Document section:
Regents Notes: Board approves new programs; Ransdell building ready

Regents Notes: Board approves new programs; Ransdell building ready

Caitlin Carter

Despite a snowstorm that blanketed the region on Thursday, many members of the WKU community attended Friday’s Board of Regents meeting, and nine of the 11 board members were present.

All action items on Friday’s agenda were approved unanimously.

The regents next meet on April 22.

WKU gets doctorate for nursing school

Three new academic programs were unanimously approved at Friday’s meeting.

The programs include a new Master of Accountancy, Doctorate in Nursing Practice and undergraduate minor in child life programs. All three had been previously approved by other committees, most recently WKU’s University Senate last fall.

The timing of the nursing degree was especially important, as approval was necessary to forward to the Kentucky Board of Nursing by Monday. The Kentucky General Assembly passed legislation in 2010 to allow comprehensive universities to offer the DNP.

Proposed dates to begin the accounting and nursing degrees are fall 2011, while the child life minor has been proposed for spring 2011. The minor involves 21 semester hours in classes already offered by WKU in the College of Health and Human Services.

WKU faculty keeping up with growth

Last year, WKU saw an enrollment increase, Provost Gordon Emslie said.

Emslie said this increase has lowered the faculty-to-staff ratio from 19.3-to-one to 19.1-to-one — not a big swing by any means, but something Emslie said shows that WKU is keeping pace with increased enrollment.

Emslie said WKU is in the midst of several searches to increase the faculty number to prepare for future increases.

President Gary Ransdell said that internationally, this is a big point of attraction for WKU because you don’t see that low of a ratio in other countries.

“That’s a particularly important factor when we’re competing with larger universities,” Ransdell said.

SKyTeach proving successful

Based on a program at the University of Texas at Austin called UTeach, SKyTeach’s goal is to recruit and retain better science and math teachers for the state of Kentucky, Master Teacher Melissa Rudloff said.

Kentucky ranks very poorly in high-tech jobs, according to a presentation Rudloff and fellow Master Teacher Rico Tyler gave,

WKU received a $2.4 million grant in 2007 to create SKyTeach, Rudloff said. And since then, SKyTeach students have achieved higher ACT scores and GPAs than the average WKU student.

Currently, 249 students are actively enrolled in SKyTeach courses.

Ransdell building ready to go; other construction notes

John Osborne, vice president for Facilities, said the new College of Education Building was completed on time and will be open for classes beginning Monday.

Records supplied:
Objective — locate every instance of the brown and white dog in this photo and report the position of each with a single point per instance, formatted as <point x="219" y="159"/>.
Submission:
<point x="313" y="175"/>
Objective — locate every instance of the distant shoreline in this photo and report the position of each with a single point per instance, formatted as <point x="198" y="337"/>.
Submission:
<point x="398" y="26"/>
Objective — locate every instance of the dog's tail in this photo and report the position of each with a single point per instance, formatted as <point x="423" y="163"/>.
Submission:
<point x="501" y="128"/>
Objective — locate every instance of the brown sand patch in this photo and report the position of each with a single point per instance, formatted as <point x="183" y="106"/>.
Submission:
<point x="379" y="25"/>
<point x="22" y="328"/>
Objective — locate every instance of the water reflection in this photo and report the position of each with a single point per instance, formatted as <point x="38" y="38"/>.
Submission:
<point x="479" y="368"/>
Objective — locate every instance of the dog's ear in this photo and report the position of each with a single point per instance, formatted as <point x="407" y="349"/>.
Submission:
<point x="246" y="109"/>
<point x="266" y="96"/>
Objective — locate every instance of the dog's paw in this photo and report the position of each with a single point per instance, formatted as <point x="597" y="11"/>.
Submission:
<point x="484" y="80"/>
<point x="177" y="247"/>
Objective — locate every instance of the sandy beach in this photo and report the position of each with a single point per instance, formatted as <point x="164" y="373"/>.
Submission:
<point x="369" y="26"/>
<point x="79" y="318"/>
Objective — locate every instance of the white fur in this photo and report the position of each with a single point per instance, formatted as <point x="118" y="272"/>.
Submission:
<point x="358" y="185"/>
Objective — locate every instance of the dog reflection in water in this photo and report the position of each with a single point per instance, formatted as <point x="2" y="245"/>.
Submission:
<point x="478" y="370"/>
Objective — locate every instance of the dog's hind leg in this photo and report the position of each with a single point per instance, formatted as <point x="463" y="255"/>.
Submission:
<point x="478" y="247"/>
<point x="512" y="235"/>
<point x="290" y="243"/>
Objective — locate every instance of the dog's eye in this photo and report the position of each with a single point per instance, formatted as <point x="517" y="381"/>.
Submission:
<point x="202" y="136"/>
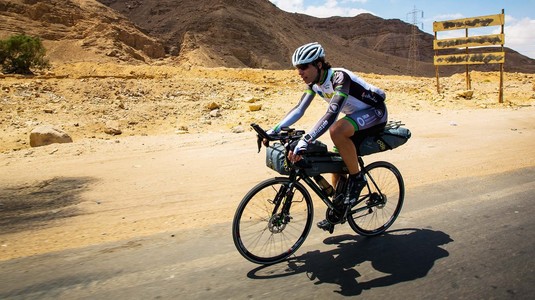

Work to complete:
A: Please say whether each statement below agrees with the Regents Notes article, answering yes or no and quoting the deciding words. (i) All three new academic programs were approved unanimously. (ii) The child life minor is proposed to begin in fall 2011. (iii) WKU received the grant to create SKyTeach in 2010.
B: Answer these questions from the Regents Notes article.
(i) How many of the 11 board members were present at the meeting?
(ii) How many students are actively enrolled in SKyTeach courses?
(iii) When will the new College of Education Building open for classes?

Written responses:
A:
(i) Yes: "Three new academic programs were unanimously approved at Friday’s meeting."
(ii) No: "while the child life minor has been proposed for spring 2011."
(iii) No: "WKU received a $2.4 million grant in 2007 to create SKyTeach"

B:
(i) Nine
(ii) 249
(iii) Beginning Monday